## Challenge
Lay out every line of the material below as a Markdown table with two columns, Row and Line. Number each line in Row, put the line itself in Line, and skip blank lines.

## Records shown
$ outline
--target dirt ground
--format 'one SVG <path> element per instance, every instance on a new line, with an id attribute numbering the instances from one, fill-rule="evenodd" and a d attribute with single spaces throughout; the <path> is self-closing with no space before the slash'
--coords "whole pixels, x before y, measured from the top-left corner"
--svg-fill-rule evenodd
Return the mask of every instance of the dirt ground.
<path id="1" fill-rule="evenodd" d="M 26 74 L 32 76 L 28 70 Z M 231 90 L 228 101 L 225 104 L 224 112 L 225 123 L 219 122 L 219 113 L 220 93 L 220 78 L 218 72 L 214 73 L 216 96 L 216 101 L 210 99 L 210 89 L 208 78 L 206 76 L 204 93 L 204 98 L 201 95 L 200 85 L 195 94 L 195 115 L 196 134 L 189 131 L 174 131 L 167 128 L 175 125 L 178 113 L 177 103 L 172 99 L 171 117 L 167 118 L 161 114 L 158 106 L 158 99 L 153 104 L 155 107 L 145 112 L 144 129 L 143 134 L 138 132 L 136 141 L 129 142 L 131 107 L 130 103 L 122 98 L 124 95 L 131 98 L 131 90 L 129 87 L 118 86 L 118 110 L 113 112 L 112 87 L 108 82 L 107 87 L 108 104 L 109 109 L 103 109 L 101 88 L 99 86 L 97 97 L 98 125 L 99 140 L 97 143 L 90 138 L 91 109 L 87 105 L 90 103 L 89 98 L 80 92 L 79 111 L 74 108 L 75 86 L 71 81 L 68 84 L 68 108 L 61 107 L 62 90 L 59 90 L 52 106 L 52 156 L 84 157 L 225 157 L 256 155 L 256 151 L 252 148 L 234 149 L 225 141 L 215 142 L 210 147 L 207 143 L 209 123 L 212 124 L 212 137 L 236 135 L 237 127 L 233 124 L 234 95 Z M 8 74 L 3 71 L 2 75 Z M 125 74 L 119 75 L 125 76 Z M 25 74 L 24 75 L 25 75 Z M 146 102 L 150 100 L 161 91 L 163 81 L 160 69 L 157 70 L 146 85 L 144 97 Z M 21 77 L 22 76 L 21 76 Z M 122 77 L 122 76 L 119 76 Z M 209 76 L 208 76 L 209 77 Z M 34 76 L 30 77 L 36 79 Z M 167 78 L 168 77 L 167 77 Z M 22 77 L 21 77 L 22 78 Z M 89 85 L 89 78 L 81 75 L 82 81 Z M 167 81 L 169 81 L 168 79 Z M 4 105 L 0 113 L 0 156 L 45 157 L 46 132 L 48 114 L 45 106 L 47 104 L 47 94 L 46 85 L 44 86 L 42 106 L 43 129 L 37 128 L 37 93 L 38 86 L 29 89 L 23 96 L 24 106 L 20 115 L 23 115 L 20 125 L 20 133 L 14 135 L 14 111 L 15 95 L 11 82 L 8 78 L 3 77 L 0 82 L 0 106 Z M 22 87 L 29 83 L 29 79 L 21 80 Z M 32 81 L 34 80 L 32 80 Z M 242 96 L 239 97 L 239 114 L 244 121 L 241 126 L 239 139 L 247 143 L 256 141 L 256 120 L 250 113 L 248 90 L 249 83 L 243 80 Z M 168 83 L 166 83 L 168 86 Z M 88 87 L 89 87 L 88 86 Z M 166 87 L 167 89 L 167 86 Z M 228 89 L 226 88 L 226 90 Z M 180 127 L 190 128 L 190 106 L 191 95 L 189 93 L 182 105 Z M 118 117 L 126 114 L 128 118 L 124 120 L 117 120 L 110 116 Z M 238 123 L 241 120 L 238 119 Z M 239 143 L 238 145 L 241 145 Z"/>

## Solution to this task
| Row | Line |
|---|---|
| 1 | $ outline |
| 2 | --target dirt ground |
| 3 | --format 'one SVG <path> element per instance, every instance on a new line, with an id attribute numbering the instances from one, fill-rule="evenodd" and a d attribute with single spaces throughout; the <path> is self-closing with no space before the slash' |
| 4 | --coords "whole pixels, x before y, measured from the top-left corner" |
| 5 | --svg-fill-rule evenodd |
| 6 | Return the mask of every instance of the dirt ground. |
| 7 | <path id="1" fill-rule="evenodd" d="M 26 74 L 32 76 L 28 70 Z M 231 90 L 228 101 L 225 104 L 224 112 L 225 123 L 219 122 L 219 113 L 220 93 L 220 78 L 218 72 L 214 73 L 216 96 L 216 101 L 210 99 L 210 89 L 208 78 L 206 76 L 204 93 L 204 98 L 201 95 L 200 85 L 195 94 L 195 115 L 196 134 L 189 131 L 174 131 L 167 128 L 175 125 L 178 113 L 177 103 L 172 99 L 171 117 L 167 118 L 161 114 L 158 106 L 158 99 L 153 104 L 155 107 L 145 112 L 144 129 L 143 134 L 138 132 L 136 141 L 129 142 L 131 107 L 130 103 L 122 98 L 124 95 L 131 98 L 131 90 L 129 87 L 118 86 L 118 110 L 113 112 L 112 87 L 108 82 L 107 87 L 108 104 L 109 109 L 103 109 L 101 88 L 99 86 L 97 97 L 98 125 L 99 140 L 97 143 L 90 138 L 91 109 L 87 105 L 90 103 L 89 98 L 80 92 L 79 111 L 74 108 L 75 86 L 71 81 L 68 84 L 68 108 L 61 107 L 62 90 L 59 90 L 52 106 L 52 156 L 84 157 L 225 157 L 256 155 L 256 151 L 252 148 L 234 149 L 225 141 L 215 142 L 210 147 L 207 143 L 209 123 L 212 124 L 212 137 L 236 135 L 237 127 L 233 124 L 234 95 Z M 8 74 L 3 71 L 2 75 Z M 125 74 L 119 75 L 125 76 Z M 25 74 L 24 75 L 25 75 Z M 146 102 L 150 100 L 161 91 L 163 81 L 160 69 L 157 70 L 146 85 L 144 97 Z M 21 77 L 22 76 L 21 76 Z M 122 77 L 122 76 L 119 76 Z M 209 76 L 208 76 L 209 77 Z M 34 76 L 30 77 L 36 79 Z M 167 78 L 168 77 L 167 77 Z M 22 77 L 21 77 L 22 78 Z M 89 85 L 89 78 L 81 75 L 82 81 Z M 167 81 L 169 81 L 168 79 Z M 4 105 L 0 113 L 0 156 L 45 157 L 46 132 L 48 114 L 45 106 L 47 104 L 47 94 L 46 85 L 44 86 L 42 106 L 43 129 L 37 128 L 37 93 L 38 86 L 29 89 L 23 96 L 24 106 L 20 115 L 23 115 L 20 125 L 20 133 L 14 135 L 14 111 L 15 95 L 11 82 L 8 78 L 3 77 L 0 82 L 0 106 Z M 22 87 L 29 83 L 29 79 L 21 80 Z M 32 81 L 34 80 L 32 80 Z M 242 96 L 239 97 L 239 114 L 244 121 L 241 126 L 239 139 L 247 143 L 256 141 L 256 120 L 250 113 L 248 90 L 249 83 L 243 80 Z M 168 83 L 166 83 L 168 86 Z M 88 87 L 89 87 L 88 86 Z M 166 87 L 167 89 L 167 86 Z M 228 89 L 226 88 L 226 90 Z M 180 127 L 190 128 L 190 106 L 191 95 L 189 93 L 182 105 Z M 118 117 L 126 114 L 128 118 L 124 120 L 117 120 L 110 116 Z M 238 123 L 241 120 L 238 119 Z M 239 143 L 238 145 L 241 145 Z"/> |